PROMPT — Starting at the line containing "<item>black baseball cap</item> ->" and ending at the last line of the listing, write those lines out again with every "black baseball cap" changed to "gray baseball cap" and nothing else altered.

EXERCISE INPUT —

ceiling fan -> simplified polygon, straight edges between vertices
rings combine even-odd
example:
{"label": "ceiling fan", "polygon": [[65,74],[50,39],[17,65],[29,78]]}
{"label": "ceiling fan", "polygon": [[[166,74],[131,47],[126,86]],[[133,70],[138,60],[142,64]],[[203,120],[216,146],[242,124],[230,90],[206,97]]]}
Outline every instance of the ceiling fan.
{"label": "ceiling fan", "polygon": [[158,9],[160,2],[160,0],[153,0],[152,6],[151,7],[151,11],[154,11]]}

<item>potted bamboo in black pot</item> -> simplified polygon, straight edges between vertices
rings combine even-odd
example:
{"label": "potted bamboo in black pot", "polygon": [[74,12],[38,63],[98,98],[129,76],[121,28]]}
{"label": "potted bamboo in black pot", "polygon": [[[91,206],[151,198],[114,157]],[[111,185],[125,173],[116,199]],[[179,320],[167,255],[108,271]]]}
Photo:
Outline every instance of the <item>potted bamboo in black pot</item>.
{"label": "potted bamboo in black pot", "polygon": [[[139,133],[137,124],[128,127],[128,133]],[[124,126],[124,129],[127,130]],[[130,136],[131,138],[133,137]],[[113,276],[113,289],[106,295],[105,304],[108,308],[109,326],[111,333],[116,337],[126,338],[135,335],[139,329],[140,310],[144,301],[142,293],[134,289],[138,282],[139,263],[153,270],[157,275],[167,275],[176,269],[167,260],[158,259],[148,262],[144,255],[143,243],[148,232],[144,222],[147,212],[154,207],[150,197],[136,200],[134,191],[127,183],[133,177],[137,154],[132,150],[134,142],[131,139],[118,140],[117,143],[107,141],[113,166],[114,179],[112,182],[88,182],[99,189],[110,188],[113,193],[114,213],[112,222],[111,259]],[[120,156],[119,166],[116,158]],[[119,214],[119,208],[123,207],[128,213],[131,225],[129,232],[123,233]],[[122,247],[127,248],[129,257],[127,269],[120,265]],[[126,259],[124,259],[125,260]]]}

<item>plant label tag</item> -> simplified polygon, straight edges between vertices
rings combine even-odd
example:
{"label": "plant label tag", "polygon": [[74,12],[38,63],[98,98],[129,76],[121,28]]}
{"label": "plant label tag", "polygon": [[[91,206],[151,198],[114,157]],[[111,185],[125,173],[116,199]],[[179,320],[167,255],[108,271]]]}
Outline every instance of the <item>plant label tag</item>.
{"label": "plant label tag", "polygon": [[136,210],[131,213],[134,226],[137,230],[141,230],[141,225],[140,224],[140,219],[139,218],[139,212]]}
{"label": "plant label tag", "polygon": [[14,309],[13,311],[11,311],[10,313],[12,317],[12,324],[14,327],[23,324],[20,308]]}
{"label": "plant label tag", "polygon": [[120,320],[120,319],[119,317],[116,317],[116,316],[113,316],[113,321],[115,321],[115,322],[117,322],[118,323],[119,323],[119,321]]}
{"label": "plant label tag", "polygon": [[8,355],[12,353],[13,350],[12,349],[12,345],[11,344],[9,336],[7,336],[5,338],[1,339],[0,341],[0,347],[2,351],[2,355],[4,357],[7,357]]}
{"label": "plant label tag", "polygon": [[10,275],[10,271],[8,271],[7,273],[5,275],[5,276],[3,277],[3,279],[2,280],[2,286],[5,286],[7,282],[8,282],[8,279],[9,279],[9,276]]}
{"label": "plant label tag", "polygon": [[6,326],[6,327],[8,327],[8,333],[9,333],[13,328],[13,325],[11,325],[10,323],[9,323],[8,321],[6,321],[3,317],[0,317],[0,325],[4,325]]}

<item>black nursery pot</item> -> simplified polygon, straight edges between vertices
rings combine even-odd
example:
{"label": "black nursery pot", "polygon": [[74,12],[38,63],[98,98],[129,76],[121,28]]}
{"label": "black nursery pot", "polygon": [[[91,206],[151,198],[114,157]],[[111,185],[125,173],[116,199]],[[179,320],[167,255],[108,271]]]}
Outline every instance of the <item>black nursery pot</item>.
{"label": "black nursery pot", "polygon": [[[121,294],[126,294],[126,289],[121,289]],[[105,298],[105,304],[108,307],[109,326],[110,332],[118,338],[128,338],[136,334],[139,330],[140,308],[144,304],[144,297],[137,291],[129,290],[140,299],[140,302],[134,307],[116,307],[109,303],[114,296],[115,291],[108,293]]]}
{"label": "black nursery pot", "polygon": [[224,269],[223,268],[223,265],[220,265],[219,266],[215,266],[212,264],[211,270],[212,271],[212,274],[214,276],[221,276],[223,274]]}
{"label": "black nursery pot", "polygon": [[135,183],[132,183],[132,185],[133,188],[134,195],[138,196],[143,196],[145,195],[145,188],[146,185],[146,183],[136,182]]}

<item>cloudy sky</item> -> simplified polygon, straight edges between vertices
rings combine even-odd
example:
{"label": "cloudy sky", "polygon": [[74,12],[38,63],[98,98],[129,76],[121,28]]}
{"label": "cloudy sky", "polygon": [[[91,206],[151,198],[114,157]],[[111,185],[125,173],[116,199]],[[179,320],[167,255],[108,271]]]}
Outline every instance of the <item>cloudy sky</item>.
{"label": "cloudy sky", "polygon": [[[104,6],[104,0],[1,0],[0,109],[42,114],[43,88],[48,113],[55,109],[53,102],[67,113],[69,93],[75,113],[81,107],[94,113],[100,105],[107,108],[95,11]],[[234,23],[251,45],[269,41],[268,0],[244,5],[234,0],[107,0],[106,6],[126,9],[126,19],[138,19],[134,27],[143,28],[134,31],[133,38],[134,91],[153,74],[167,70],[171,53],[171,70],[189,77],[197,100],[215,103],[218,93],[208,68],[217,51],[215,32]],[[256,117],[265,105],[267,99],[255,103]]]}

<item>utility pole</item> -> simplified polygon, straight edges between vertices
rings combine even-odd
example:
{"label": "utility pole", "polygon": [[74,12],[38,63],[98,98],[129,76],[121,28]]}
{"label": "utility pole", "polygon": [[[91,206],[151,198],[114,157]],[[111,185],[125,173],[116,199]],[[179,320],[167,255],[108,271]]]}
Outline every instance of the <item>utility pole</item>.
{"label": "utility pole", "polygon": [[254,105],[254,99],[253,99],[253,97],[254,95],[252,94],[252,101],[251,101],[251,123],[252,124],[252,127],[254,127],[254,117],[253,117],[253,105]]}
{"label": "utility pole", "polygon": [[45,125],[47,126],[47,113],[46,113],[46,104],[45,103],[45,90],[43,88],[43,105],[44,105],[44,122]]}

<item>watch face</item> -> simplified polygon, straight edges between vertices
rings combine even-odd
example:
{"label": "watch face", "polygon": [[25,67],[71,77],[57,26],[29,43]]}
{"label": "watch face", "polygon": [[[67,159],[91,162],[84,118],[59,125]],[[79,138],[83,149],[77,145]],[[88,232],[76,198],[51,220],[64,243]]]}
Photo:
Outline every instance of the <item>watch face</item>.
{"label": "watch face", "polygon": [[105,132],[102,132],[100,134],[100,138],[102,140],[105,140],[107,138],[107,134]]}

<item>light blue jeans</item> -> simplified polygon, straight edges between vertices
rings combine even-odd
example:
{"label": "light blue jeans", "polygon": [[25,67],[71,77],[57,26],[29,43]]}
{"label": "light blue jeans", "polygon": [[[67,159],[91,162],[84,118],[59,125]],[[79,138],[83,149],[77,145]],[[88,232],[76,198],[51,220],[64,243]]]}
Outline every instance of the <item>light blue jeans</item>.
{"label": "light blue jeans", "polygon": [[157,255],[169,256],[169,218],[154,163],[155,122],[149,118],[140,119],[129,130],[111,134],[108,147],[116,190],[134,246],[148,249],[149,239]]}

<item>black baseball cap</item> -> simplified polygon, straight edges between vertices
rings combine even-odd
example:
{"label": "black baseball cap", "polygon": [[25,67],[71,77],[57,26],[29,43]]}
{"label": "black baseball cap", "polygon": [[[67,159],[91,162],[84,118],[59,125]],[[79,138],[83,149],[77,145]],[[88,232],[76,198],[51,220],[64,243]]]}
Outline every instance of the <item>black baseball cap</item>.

COMPLETE RESPONSE —
<item>gray baseball cap</item> -> simplified polygon, straight edges between vertices
rings combine even-odd
example:
{"label": "gray baseball cap", "polygon": [[25,67],[71,77],[57,26],[29,43]]}
{"label": "gray baseball cap", "polygon": [[[67,159],[91,162],[84,118],[59,125]],[[79,138],[83,149],[77,145]],[[88,232],[76,198],[51,220],[64,243]]]}
Outline every instance of the <item>gray baseball cap</item>.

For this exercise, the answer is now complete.